■ **TASK**: Without the images, print all the entries below exactly as given.

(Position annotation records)
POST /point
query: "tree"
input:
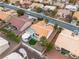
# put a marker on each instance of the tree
(46, 20)
(55, 26)
(20, 12)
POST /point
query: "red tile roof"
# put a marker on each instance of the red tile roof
(18, 22)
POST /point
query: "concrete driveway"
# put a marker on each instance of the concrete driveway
(56, 55)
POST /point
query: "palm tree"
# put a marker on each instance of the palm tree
(6, 1)
(20, 12)
(72, 1)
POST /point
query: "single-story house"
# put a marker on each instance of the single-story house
(71, 7)
(23, 52)
(4, 45)
(52, 8)
(62, 13)
(36, 5)
(42, 29)
(60, 5)
(21, 23)
(6, 15)
(13, 55)
(69, 42)
(76, 15)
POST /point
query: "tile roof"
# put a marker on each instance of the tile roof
(76, 14)
(18, 22)
(67, 41)
(42, 29)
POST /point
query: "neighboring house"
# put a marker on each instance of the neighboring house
(25, 4)
(68, 43)
(21, 23)
(13, 55)
(52, 8)
(60, 5)
(23, 51)
(76, 15)
(62, 13)
(4, 45)
(6, 15)
(71, 7)
(34, 5)
(42, 29)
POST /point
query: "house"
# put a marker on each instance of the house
(52, 8)
(71, 7)
(20, 23)
(59, 5)
(23, 52)
(42, 29)
(13, 56)
(25, 4)
(4, 45)
(68, 41)
(76, 15)
(62, 13)
(6, 15)
(34, 5)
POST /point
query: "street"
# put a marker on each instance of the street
(50, 19)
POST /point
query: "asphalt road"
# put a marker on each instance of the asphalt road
(40, 15)
(30, 53)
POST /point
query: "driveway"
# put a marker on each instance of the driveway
(56, 55)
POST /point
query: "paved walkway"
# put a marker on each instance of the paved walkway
(56, 55)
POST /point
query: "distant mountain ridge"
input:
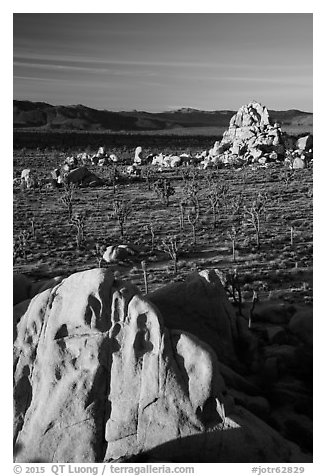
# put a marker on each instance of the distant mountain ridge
(43, 116)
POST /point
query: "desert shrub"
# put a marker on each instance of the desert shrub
(164, 190)
(122, 209)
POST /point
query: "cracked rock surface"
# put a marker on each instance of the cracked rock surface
(98, 377)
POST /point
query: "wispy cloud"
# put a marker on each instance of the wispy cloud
(69, 59)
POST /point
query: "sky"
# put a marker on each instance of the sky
(158, 62)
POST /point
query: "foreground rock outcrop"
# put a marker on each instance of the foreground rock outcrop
(98, 377)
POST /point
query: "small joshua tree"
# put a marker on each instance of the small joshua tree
(33, 228)
(144, 268)
(78, 221)
(255, 299)
(121, 211)
(21, 244)
(193, 219)
(287, 177)
(191, 200)
(182, 206)
(233, 282)
(67, 197)
(217, 196)
(164, 190)
(236, 217)
(255, 213)
(170, 244)
(150, 227)
(148, 173)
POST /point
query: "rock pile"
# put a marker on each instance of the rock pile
(100, 378)
(252, 136)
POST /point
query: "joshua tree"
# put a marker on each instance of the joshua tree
(171, 245)
(255, 299)
(182, 206)
(148, 174)
(236, 289)
(33, 230)
(150, 227)
(121, 211)
(20, 244)
(213, 198)
(193, 218)
(98, 252)
(292, 234)
(67, 197)
(144, 268)
(114, 176)
(287, 177)
(217, 196)
(78, 221)
(236, 216)
(164, 190)
(255, 213)
(191, 201)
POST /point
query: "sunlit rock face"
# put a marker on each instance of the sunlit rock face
(251, 134)
(98, 377)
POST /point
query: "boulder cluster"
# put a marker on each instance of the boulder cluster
(118, 376)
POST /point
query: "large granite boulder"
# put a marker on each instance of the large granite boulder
(251, 134)
(199, 305)
(97, 377)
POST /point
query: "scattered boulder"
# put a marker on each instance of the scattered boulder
(251, 135)
(82, 176)
(200, 305)
(273, 312)
(301, 325)
(298, 163)
(138, 156)
(117, 253)
(305, 143)
(21, 288)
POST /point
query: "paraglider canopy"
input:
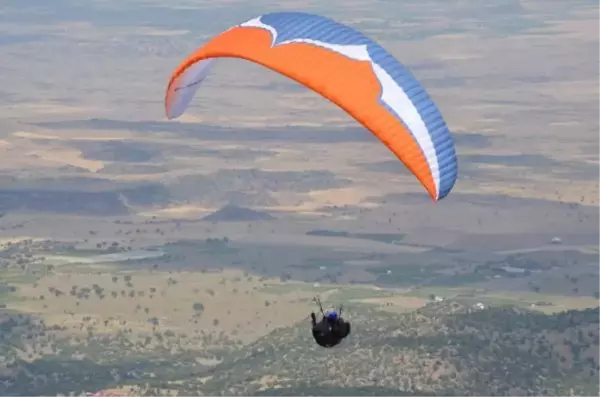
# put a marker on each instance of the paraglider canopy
(346, 67)
(331, 315)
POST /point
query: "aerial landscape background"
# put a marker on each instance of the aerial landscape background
(147, 257)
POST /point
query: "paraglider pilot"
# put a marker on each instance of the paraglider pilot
(332, 328)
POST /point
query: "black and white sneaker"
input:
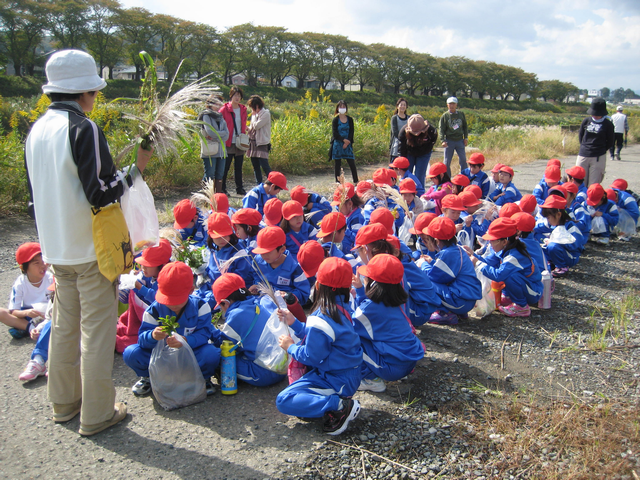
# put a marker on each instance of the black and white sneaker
(142, 387)
(336, 422)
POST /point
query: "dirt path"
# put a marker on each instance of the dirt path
(245, 437)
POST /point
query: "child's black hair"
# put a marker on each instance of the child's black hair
(392, 295)
(325, 300)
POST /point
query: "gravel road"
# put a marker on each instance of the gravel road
(245, 437)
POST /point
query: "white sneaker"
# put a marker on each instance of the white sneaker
(32, 371)
(376, 385)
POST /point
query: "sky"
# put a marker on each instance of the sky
(592, 44)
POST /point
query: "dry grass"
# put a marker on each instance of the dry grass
(555, 440)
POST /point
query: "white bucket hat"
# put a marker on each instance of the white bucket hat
(72, 71)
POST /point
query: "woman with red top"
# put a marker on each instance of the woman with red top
(235, 114)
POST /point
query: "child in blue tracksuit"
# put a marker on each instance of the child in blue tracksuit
(244, 322)
(523, 282)
(193, 315)
(506, 191)
(452, 274)
(390, 348)
(604, 208)
(331, 348)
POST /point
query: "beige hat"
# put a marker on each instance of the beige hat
(72, 71)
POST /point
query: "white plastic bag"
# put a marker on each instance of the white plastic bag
(140, 213)
(268, 352)
(487, 304)
(176, 378)
(626, 227)
(598, 225)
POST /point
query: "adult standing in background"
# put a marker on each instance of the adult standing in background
(417, 139)
(342, 141)
(597, 136)
(398, 121)
(259, 137)
(235, 114)
(621, 129)
(70, 170)
(454, 134)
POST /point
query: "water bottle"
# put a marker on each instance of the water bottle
(545, 299)
(228, 377)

■ **RESULT OF THIS TASK**:
POST /point
query: "tree"
input:
# put a marker on each instance of the tree
(46, 20)
(55, 26)
(20, 12)
POST /point
query: "red tile roof"
# put a marker on each instance of the red tile roof
(18, 22)
POST /point
query: "concrete driveway"
# put a marker on each instance of the concrete driveway
(56, 55)
POST /point
query: "palm tree"
# put a marker on each instance of the palm tree
(6, 1)
(20, 12)
(72, 1)
POST /point
query: "single-story house"
# put a marker on each instance of the single-story house
(71, 7)
(23, 52)
(4, 45)
(52, 8)
(62, 13)
(36, 5)
(42, 29)
(60, 5)
(21, 23)
(6, 15)
(13, 55)
(69, 42)
(76, 15)
POST /point
query: "tile roof"
# put a marker on each instance of the tile roof
(76, 14)
(18, 22)
(67, 41)
(42, 29)
POST /point
query: "neighboring house"
# put a marker on each instance of the neighboring house
(25, 4)
(68, 43)
(21, 23)
(13, 55)
(52, 8)
(60, 5)
(23, 51)
(76, 15)
(62, 13)
(4, 45)
(6, 15)
(71, 7)
(34, 5)
(42, 29)
POST /point
query: "house"
# put a marker on each instance of the house
(52, 8)
(71, 7)
(20, 23)
(59, 5)
(23, 52)
(42, 29)
(13, 56)
(25, 4)
(4, 45)
(68, 41)
(76, 15)
(62, 13)
(6, 15)
(34, 5)
POST /point
query: "street"
# put a marker on each instance of the street
(50, 19)
POST /point
query: "asphalt road"
# put a marker on each instance of the asphalt road
(40, 15)
(30, 53)
POST /point
query: "driveway"
# put a marker on each instance of the driveway
(56, 55)
POST /point
query: "paved walkway"
# put a marker on each instance of the paved walkway
(56, 55)
POST /point
query: "distant mountain ridge"
input:
# put a marker on each instance of the distant mountain ridge
(43, 116)
POST /point
query: "desert shrub"
# put a marker on each instance of the desert shrub
(164, 190)
(122, 209)
POST /point
query: "cracked rock surface"
# put a marker on each instance of the cracked rock surface
(98, 377)
POST /point
query: "wispy cloud"
# put a marker on each instance of the wispy cloud
(69, 59)
POST /point
query: "sky"
# put a marker on each instance of the sky
(158, 62)
POST /point
query: "foreground rock outcrop"
# put a marker on each instance of the foreground rock outcrop
(98, 377)
POST /point
query: "small joshua tree"
# put a marker on each instance of the small joshua tree
(33, 228)
(144, 268)
(78, 221)
(255, 299)
(121, 211)
(21, 244)
(193, 219)
(287, 177)
(191, 200)
(182, 206)
(233, 282)
(67, 197)
(217, 196)
(164, 190)
(236, 217)
(255, 213)
(170, 244)
(150, 227)
(148, 173)
POST /point
query: "rock pile"
# put a marker on each instance of the rock pile
(100, 378)
(252, 136)
POST /point
query: "joshua tree"
# put a marker on each instance of the joshua tree
(171, 245)
(255, 299)
(182, 206)
(148, 174)
(236, 289)
(33, 230)
(150, 227)
(121, 211)
(20, 244)
(213, 198)
(193, 218)
(98, 252)
(292, 234)
(67, 197)
(144, 268)
(114, 176)
(287, 177)
(217, 196)
(78, 221)
(236, 216)
(164, 190)
(255, 213)
(191, 201)
POST /point
query: "sunlit rock face"
# put a marker on each instance of the sunlit rock face
(251, 134)
(98, 377)
POST /point
query: "boulder cluster"
# put a marker on each instance of the boulder cluster
(118, 376)
POST /point
query: "large granite boulder"
# put a marker on each instance of the large granite boulder
(251, 134)
(199, 305)
(97, 377)
POST /point
query: "scattered boulder"
# put a marker on each instance of the scattered boulder
(251, 135)
(82, 176)
(200, 305)
(273, 312)
(301, 325)
(298, 163)
(138, 156)
(117, 253)
(305, 143)
(21, 288)
POST /point
query: "paraglider canopy"
input:
# put a marker on each instance of the paraglider canopy
(346, 67)
(331, 315)
POST /point
query: "aerial landscape background"
# put a marker on each instance of the aerial landscape background
(147, 257)
POST /point
query: "paraglider pilot"
# put a marker on each instance of the paraglider pilot
(332, 328)
POST /point
query: "black and white sneaker"
input:
# put a marker on each instance of the black and white sneaker
(142, 387)
(336, 422)
POST /point
query: "dirt path"
# put a marker on each instance of the dirt path
(245, 437)
POST /point
query: "child's black hair"
# put a marker on each instance of the child's black hair
(392, 295)
(325, 300)
POST /point
query: "gravel road"
# put a marker on each instance of the gravel road
(245, 437)
POST /point
query: "white sneaker"
# put a marker on each instance of the white sneaker
(32, 371)
(376, 385)
POST /point
query: "sky"
# put a marker on each instance of the sky
(592, 44)
POST /point
query: "dry grass"
# put a marker on each instance of the dry grass
(555, 440)
POST /point
query: "white bucket hat"
# put a marker on each instance of the white bucket hat
(72, 71)
POST /point
query: "woman with red top"
# put a marker on each instance of the woman with red top
(235, 114)
POST /point
query: "child in blue tracksuit"
# put a marker on each instance of the child in blue tracksuit
(244, 322)
(523, 282)
(193, 315)
(506, 191)
(452, 274)
(390, 348)
(604, 208)
(331, 348)
POST /point
query: "beige hat"
# put a marker on each instance of the beige hat
(72, 71)
POST /point
query: "white plastic bag"
# put a marker on each instance of the white plastic bag
(140, 213)
(268, 352)
(487, 304)
(176, 378)
(626, 227)
(598, 225)
POST /point
query: "adult standing in background"
# put a marker on each instance of the adult standing in background
(417, 139)
(342, 141)
(597, 136)
(398, 121)
(259, 137)
(235, 114)
(621, 129)
(70, 170)
(454, 134)
POST /point
query: "water bottle"
# put a marker on each instance of the water bottle
(545, 299)
(228, 377)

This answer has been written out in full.